Exercise requirements: List each line of the listing below that contains the string "shrub".

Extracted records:
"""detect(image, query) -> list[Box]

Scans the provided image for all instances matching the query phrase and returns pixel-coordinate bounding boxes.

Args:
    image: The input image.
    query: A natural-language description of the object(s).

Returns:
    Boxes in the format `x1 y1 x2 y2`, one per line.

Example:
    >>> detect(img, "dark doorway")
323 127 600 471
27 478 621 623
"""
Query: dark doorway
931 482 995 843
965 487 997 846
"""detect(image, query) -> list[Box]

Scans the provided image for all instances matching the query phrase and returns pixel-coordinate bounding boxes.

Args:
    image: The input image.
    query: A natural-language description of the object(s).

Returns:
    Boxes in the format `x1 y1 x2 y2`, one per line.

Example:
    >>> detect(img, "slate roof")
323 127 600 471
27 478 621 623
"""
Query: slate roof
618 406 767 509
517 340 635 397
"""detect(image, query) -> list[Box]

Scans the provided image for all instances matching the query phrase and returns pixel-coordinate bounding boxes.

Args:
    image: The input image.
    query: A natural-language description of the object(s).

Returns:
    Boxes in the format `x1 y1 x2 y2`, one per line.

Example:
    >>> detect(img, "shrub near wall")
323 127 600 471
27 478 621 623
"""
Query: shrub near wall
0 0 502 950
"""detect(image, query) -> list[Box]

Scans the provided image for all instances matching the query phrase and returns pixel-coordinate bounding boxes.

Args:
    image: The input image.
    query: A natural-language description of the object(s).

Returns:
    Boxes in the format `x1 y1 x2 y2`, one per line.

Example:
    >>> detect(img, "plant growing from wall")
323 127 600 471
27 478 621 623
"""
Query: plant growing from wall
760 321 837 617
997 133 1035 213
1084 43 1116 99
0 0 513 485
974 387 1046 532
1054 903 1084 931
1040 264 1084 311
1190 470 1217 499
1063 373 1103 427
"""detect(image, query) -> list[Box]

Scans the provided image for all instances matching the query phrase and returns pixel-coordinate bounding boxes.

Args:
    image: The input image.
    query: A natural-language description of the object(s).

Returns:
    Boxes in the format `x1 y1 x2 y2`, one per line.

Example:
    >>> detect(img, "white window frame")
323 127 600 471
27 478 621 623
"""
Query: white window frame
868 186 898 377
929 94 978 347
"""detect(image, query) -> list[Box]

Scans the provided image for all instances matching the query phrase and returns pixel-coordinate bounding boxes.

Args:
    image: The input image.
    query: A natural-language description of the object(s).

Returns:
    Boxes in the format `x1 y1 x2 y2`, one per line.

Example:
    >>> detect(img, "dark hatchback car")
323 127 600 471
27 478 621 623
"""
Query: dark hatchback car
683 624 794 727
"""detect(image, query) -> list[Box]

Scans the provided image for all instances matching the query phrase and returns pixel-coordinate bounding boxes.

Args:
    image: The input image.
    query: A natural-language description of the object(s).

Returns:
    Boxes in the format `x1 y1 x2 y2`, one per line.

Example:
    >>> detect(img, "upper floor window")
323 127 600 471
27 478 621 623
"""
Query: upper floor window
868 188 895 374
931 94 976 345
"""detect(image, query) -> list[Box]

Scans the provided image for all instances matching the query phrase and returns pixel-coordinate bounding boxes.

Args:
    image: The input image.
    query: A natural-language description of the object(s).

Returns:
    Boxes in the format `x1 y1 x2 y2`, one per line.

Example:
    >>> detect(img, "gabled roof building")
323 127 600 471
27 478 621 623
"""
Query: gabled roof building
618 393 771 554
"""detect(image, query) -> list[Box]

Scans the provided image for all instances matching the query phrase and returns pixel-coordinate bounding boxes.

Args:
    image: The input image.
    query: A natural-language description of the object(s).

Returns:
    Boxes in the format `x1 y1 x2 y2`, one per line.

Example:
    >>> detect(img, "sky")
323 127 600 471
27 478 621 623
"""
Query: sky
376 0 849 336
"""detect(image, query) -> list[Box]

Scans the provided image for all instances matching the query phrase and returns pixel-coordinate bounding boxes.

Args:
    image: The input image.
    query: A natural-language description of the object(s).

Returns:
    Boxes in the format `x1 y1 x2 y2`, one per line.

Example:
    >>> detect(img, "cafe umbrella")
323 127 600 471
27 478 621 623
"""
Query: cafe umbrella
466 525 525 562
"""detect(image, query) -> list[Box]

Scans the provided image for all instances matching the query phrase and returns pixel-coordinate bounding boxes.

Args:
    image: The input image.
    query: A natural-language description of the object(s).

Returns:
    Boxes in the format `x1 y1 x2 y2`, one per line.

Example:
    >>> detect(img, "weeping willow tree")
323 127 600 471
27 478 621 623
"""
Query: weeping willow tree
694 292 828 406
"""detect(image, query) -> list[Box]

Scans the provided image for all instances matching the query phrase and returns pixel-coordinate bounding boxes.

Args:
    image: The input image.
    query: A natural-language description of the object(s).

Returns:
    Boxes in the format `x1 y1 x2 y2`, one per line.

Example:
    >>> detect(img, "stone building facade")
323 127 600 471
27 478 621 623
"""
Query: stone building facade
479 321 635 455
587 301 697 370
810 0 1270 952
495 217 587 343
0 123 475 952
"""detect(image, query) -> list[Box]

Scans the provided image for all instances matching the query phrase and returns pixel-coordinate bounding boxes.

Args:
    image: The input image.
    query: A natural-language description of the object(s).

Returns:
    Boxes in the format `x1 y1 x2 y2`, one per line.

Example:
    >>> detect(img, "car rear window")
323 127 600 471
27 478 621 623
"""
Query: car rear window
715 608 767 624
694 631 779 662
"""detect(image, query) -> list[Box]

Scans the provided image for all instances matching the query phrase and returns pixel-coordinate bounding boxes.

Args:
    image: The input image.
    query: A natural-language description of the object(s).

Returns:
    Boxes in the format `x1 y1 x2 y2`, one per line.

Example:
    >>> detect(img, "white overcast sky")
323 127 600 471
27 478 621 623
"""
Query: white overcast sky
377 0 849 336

Answer below:
    >>> detect(img, "shrub near wall")
Query: shrub near wall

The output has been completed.